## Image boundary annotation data
- - -
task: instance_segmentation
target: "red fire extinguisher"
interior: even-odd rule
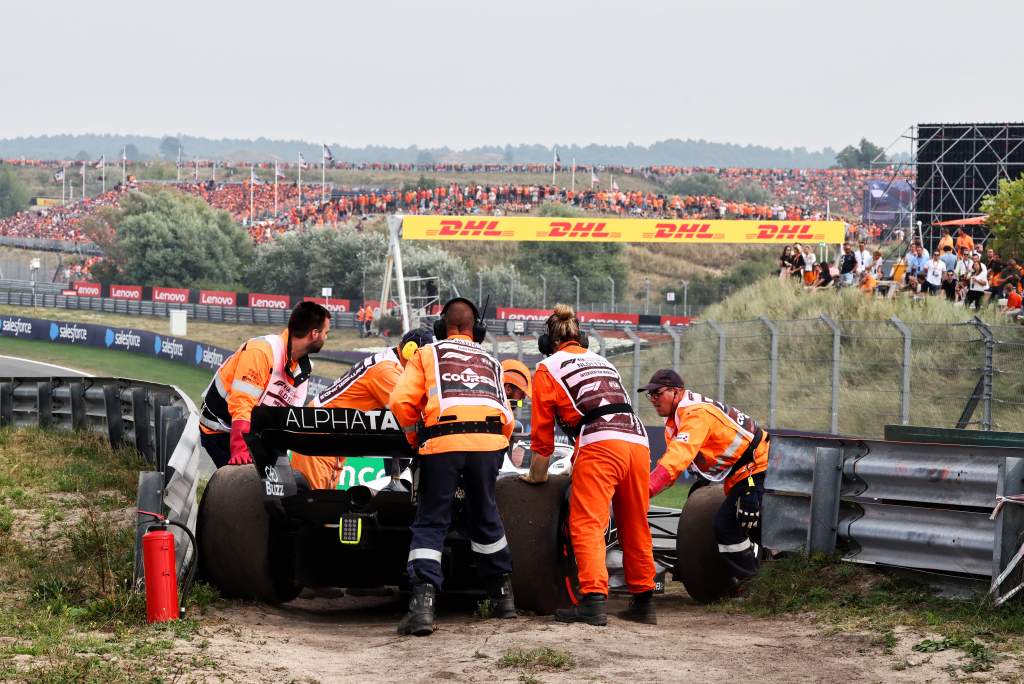
[[[141,515],[151,515],[160,520],[150,527],[142,536],[142,566],[145,570],[145,617],[150,623],[166,623],[184,616],[184,599],[188,595],[193,575],[196,570],[196,538],[185,525],[174,520],[168,520],[159,513],[139,511]],[[176,525],[185,530],[193,545],[193,558],[185,572],[181,588],[181,600],[178,600],[178,575],[175,569],[174,535],[169,525]]]

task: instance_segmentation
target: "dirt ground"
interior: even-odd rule
[[[606,628],[550,617],[481,619],[472,606],[441,605],[430,637],[399,637],[401,600],[297,599],[271,607],[236,604],[208,613],[201,637],[216,670],[189,680],[232,682],[708,682],[950,681],[963,653],[915,653],[919,634],[898,633],[891,650],[874,635],[829,635],[810,616],[761,619],[709,610],[681,591],[657,597],[658,625],[610,618]],[[611,610],[625,607],[613,600]],[[505,667],[509,649],[550,647],[574,665]],[[184,655],[184,653],[182,653]],[[967,681],[1018,680],[1018,661]],[[962,675],[963,679],[963,675]]]

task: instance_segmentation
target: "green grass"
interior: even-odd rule
[[[764,617],[812,613],[830,631],[870,631],[891,652],[897,627],[937,635],[913,644],[923,653],[958,649],[965,674],[992,669],[999,651],[1024,645],[1024,605],[999,608],[982,598],[940,598],[921,584],[824,556],[791,556],[765,563],[744,598],[721,604],[726,612]],[[955,673],[951,673],[955,674]]]
[[[131,587],[140,459],[101,435],[0,429],[0,679],[161,681],[195,619],[145,624]],[[189,607],[217,594],[201,585]],[[14,655],[29,655],[16,667]],[[196,659],[199,657],[199,659]]]
[[[195,401],[202,401],[203,390],[213,376],[212,371],[143,354],[37,340],[0,338],[0,354],[66,366],[96,376],[177,385]],[[56,371],[54,374],[59,375]]]

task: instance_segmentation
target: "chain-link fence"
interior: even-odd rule
[[[629,388],[674,368],[768,427],[882,436],[887,424],[1024,430],[1024,327],[705,320],[618,357]],[[639,382],[634,383],[634,377]],[[641,398],[641,397],[638,397]],[[645,423],[658,421],[637,402]]]

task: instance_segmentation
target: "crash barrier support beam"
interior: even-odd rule
[[[670,324],[665,324],[662,326],[662,329],[672,338],[672,370],[679,373],[679,347],[682,343],[682,338],[675,327]]]
[[[630,396],[633,397],[633,405],[637,407],[640,400],[640,338],[629,326],[624,328],[623,332],[633,340],[633,389]]]
[[[903,325],[903,322],[895,315],[889,318],[899,334],[903,337],[903,358],[900,362],[900,390],[899,390],[899,422],[901,425],[910,424],[910,329]]]
[[[971,440],[970,431],[956,432]],[[987,578],[1020,548],[1024,506],[993,509],[999,498],[1024,494],[1024,446],[784,430],[770,444],[766,548],[833,549],[852,562]]]
[[[718,335],[718,353],[715,355],[715,374],[718,381],[718,400],[725,401],[725,331],[717,323],[708,319],[708,327]]]
[[[769,357],[768,357],[768,427],[775,427],[775,401],[778,397],[778,326],[773,324],[763,315],[758,316],[758,320],[768,329]]]
[[[138,508],[162,512],[196,528],[199,508],[199,412],[173,385],[121,378],[2,377],[0,427],[51,427],[89,430],[111,446],[129,445],[147,468],[139,473]],[[154,522],[139,516],[136,527],[135,581],[141,586],[141,536]],[[175,529],[179,571],[193,549]]]
[[[831,428],[833,434],[839,432],[839,372],[843,350],[843,334],[836,322],[822,313],[818,316],[821,323],[828,326],[833,334],[833,375],[831,375]]]
[[[992,357],[995,352],[995,338],[991,329],[978,316],[971,319],[985,341],[985,365],[981,369],[981,429],[992,429]]]

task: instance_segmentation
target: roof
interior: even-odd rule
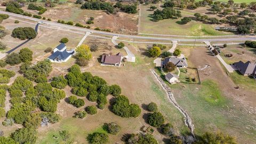
[[[58,46],[56,46],[56,48],[60,51],[63,49],[63,48],[65,47],[65,46],[66,45],[64,43],[60,43]]]
[[[101,58],[101,62],[105,64],[121,64],[122,55],[120,54],[120,53],[118,53],[117,55],[103,54]]]
[[[242,61],[234,63],[242,74],[256,74],[256,63],[250,61],[244,63]]]
[[[171,79],[172,78],[175,77],[177,79],[179,78],[179,77],[176,75],[175,74],[173,74],[171,73],[168,73],[166,75],[165,75],[165,78],[168,79]]]
[[[68,57],[70,55],[73,55],[75,53],[75,51],[73,51],[71,52],[68,52],[67,51],[67,50],[61,51],[56,51],[55,52],[52,54],[52,55],[50,55],[48,58],[49,59],[54,60],[55,58],[58,58],[59,60],[66,60]]]
[[[168,62],[171,62],[175,66],[178,67],[187,67],[188,63],[187,60],[183,58],[182,59],[179,59],[176,57],[166,58],[164,60],[164,65],[166,64]]]

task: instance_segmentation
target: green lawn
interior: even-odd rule
[[[150,14],[153,14],[153,12],[148,11],[150,5],[141,5],[140,33],[188,36],[216,36],[232,34],[230,33],[215,30],[214,27],[211,25],[204,24],[194,20],[186,25],[180,25],[177,22],[180,21],[180,18],[178,20],[165,19],[157,22],[152,21]],[[181,10],[182,17],[194,17],[193,13],[186,11],[186,10]]]

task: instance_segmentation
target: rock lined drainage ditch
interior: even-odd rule
[[[156,71],[151,69],[150,71],[153,74],[155,77],[156,78],[157,81],[160,83],[163,89],[166,93],[169,101],[180,111],[180,113],[184,116],[184,123],[186,126],[188,126],[190,130],[191,134],[195,139],[195,135],[194,134],[194,130],[195,129],[194,125],[192,124],[192,120],[188,115],[188,114],[181,108],[175,100],[173,94],[172,92],[171,88],[164,82],[164,81],[159,76]]]

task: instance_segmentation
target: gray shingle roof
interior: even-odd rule
[[[177,67],[188,67],[187,60],[184,58],[179,59],[176,57],[166,58],[164,60],[164,65],[165,65],[168,62],[171,62]]]
[[[65,47],[66,45],[64,43],[60,43],[58,46],[56,47],[59,51],[61,50],[63,48]]]
[[[48,58],[50,59],[54,60],[55,58],[58,58],[59,60],[66,60],[69,55],[73,55],[75,53],[75,51],[73,51],[71,53],[69,53],[65,50],[62,52],[57,51],[52,55],[50,55]]]
[[[247,62],[244,63],[242,61],[234,63],[234,65],[238,68],[239,71],[242,75],[256,74],[256,63]]]

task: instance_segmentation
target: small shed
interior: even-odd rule
[[[173,74],[171,73],[168,73],[165,75],[165,79],[166,79],[167,81],[168,81],[168,82],[171,84],[179,82],[179,77],[177,75]]]

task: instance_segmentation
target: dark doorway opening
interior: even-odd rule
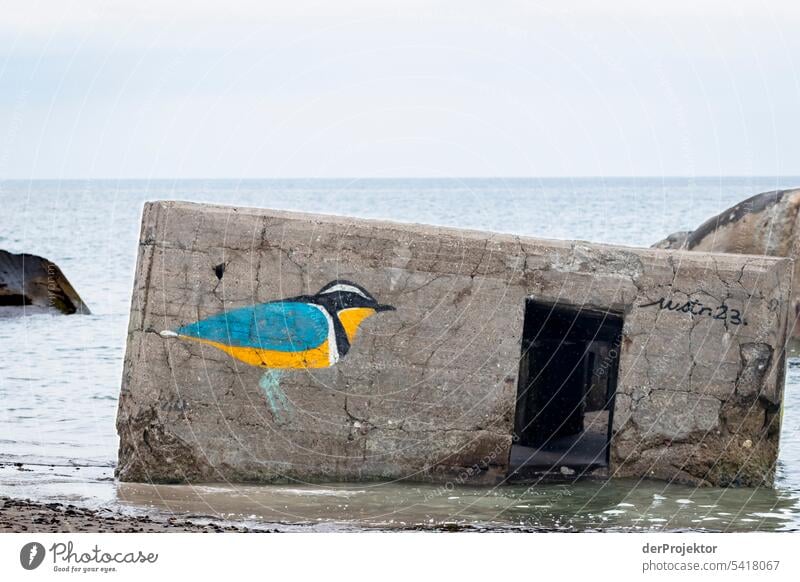
[[[622,315],[527,300],[513,476],[608,466]]]

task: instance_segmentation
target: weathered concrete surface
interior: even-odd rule
[[[340,279],[396,311],[335,366],[285,371],[289,418],[267,405],[263,369],[158,333]],[[790,287],[786,259],[149,203],[118,476],[498,482],[530,297],[624,315],[612,476],[769,483]]]
[[[676,232],[653,245],[794,259],[793,335],[800,338],[800,189],[757,194],[709,218],[693,231]]]
[[[0,250],[0,317],[35,313],[90,311],[55,263]]]

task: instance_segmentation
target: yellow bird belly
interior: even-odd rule
[[[331,365],[330,346],[328,340],[318,347],[301,352],[279,352],[276,350],[262,350],[241,346],[228,346],[219,342],[212,342],[189,336],[180,336],[181,339],[191,340],[206,344],[222,350],[232,358],[236,358],[261,368],[329,368]]]

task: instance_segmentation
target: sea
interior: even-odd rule
[[[0,319],[0,495],[256,529],[797,531],[800,359],[789,358],[774,488],[580,480],[149,485],[114,480],[142,205],[190,200],[650,246],[800,177],[0,181],[0,249],[57,263],[88,316]]]

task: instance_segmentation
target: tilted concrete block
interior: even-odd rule
[[[787,259],[148,203],[117,474],[502,482],[532,300],[623,321],[608,475],[769,483],[791,275]]]

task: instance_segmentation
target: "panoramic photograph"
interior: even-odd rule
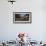
[[[31,12],[13,12],[14,23],[31,23],[32,14]]]

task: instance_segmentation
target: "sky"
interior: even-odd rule
[[[17,2],[12,5],[6,0],[0,0],[0,41],[15,40],[19,32],[30,34],[33,40],[45,41],[46,10],[43,2],[42,0],[17,0]],[[13,12],[31,12],[31,10],[31,24],[13,23]]]

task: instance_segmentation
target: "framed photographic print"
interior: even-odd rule
[[[13,23],[32,23],[32,13],[13,12]]]

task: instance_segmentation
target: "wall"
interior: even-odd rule
[[[12,5],[7,0],[0,0],[0,40],[11,40],[18,32],[27,32],[35,40],[46,40],[46,16],[42,0],[16,0]],[[14,24],[13,12],[31,12],[31,24]]]

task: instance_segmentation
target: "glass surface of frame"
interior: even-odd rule
[[[13,12],[13,23],[32,23],[32,13]]]

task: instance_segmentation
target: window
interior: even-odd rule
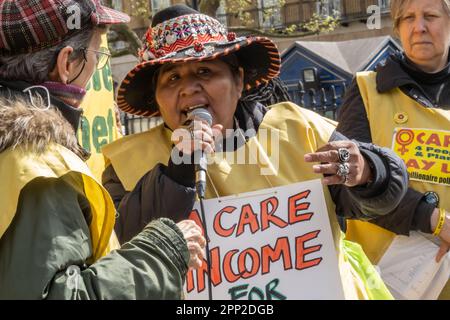
[[[170,6],[170,0],[152,0],[152,13],[153,15],[164,8]]]

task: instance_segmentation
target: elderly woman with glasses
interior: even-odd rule
[[[404,50],[356,75],[338,130],[392,148],[407,165],[409,189],[389,217],[349,221],[347,236],[378,263],[395,236],[387,230],[433,234],[440,261],[450,247],[450,1],[393,0],[391,15]],[[441,296],[450,298],[449,285]]]
[[[78,29],[64,25],[73,10]],[[83,162],[80,103],[108,61],[101,37],[128,21],[98,0],[0,1],[2,300],[180,299],[201,264],[189,220],[152,221],[120,247],[114,204]]]
[[[141,56],[143,61],[119,88],[118,105],[135,115],[160,115],[164,123],[103,149],[110,162],[103,183],[118,208],[120,241],[130,239],[155,217],[188,216],[196,194],[195,151],[235,158],[242,150],[256,148],[256,158],[270,159],[270,147],[259,134],[270,135],[273,130],[280,137],[278,170],[274,162],[269,163],[272,174],[264,175],[260,162],[232,163],[227,156],[208,166],[205,197],[325,175],[326,217],[333,229],[346,298],[391,297],[373,266],[359,264],[366,261],[360,249],[353,253],[361,260],[350,265],[356,260],[342,249],[336,214],[359,219],[389,215],[406,189],[400,159],[374,145],[346,140],[335,132],[332,121],[292,103],[266,108],[257,99],[246,99],[249,90],[268,87],[279,72],[279,52],[267,38],[237,37],[217,20],[177,5],[154,16]],[[186,126],[190,134],[180,141],[176,136]],[[240,134],[227,135],[230,130]],[[187,161],[178,161],[176,155]],[[320,164],[311,168],[311,162]],[[203,187],[200,181],[200,194]],[[363,280],[368,277],[376,285]]]

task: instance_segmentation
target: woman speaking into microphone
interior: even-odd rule
[[[120,86],[118,105],[135,115],[160,115],[164,123],[103,149],[110,163],[103,183],[118,208],[121,241],[156,217],[188,216],[196,199],[196,150],[231,155],[208,165],[207,199],[323,178],[337,250],[343,245],[337,215],[388,215],[406,192],[406,169],[391,151],[348,141],[332,121],[290,102],[265,107],[255,95],[243,102],[246,92],[263,91],[279,73],[280,55],[271,40],[236,37],[217,20],[176,5],[154,16],[141,57]],[[192,112],[199,107],[211,115],[211,124]],[[260,141],[264,130],[280,137],[276,158]],[[254,145],[258,157],[273,160],[270,175],[261,174],[258,162],[228,161]],[[351,253],[338,255],[348,261]],[[340,265],[346,298],[391,298],[372,267],[356,269]],[[377,285],[360,281],[365,272]]]

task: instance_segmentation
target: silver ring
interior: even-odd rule
[[[339,148],[338,149],[338,159],[340,163],[345,163],[350,160],[350,152],[347,148]]]
[[[338,163],[338,170],[337,170],[336,174],[339,177],[344,177],[345,181],[347,181],[349,173],[350,173],[350,165],[347,162]]]

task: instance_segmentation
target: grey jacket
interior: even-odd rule
[[[17,144],[39,156],[50,142],[79,152],[60,113],[7,102],[0,105],[0,153]],[[29,182],[0,238],[0,299],[182,298],[189,252],[173,221],[142,225],[120,249],[88,264],[91,219],[79,174]]]

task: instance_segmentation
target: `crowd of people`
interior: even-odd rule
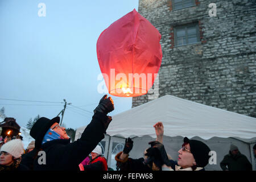
[[[52,119],[39,118],[32,127],[30,134],[35,139],[23,149],[20,139],[2,142],[0,146],[1,171],[110,171],[107,160],[98,143],[112,119],[108,114],[114,109],[110,97],[105,95],[94,110],[90,123],[81,136],[74,142],[67,135],[65,129],[59,125],[60,118]],[[154,125],[156,139],[149,141],[144,157],[129,158],[133,143],[125,140],[122,151],[115,155],[117,169],[119,171],[204,171],[208,164],[210,151],[204,142],[184,138],[177,151],[177,160],[167,154],[163,144],[164,126],[162,122]],[[256,158],[256,144],[253,147]],[[229,154],[220,163],[224,171],[252,170],[246,156],[231,144]]]

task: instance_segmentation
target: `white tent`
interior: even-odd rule
[[[115,115],[112,118],[107,130],[108,136],[105,139],[106,157],[110,156],[110,151],[118,150],[113,148],[115,144],[113,142],[123,144],[124,139],[129,136],[134,138],[135,143],[131,156],[142,157],[143,151],[148,147],[148,142],[156,137],[153,125],[161,121],[164,127],[164,146],[174,159],[176,159],[174,156],[177,156],[183,137],[197,136],[217,152],[217,164],[209,166],[209,169],[220,169],[218,164],[228,152],[230,143],[236,144],[249,160],[254,162],[252,146],[256,142],[254,118],[167,95]],[[77,129],[76,138],[85,127]],[[113,156],[112,158],[113,162]],[[110,160],[108,162],[111,163]],[[255,168],[254,162],[253,166]]]

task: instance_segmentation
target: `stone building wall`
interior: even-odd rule
[[[171,0],[139,1],[138,12],[162,35],[158,97],[172,95],[256,117],[256,1],[195,2],[172,10]],[[217,5],[217,16],[209,15],[210,3]],[[200,42],[175,46],[174,27],[191,23],[198,24]],[[133,97],[133,107],[150,101],[150,95]]]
- - -
## Written instruction
State how many lines in the items above contain the word "roof". Give only the number.

## Output below
2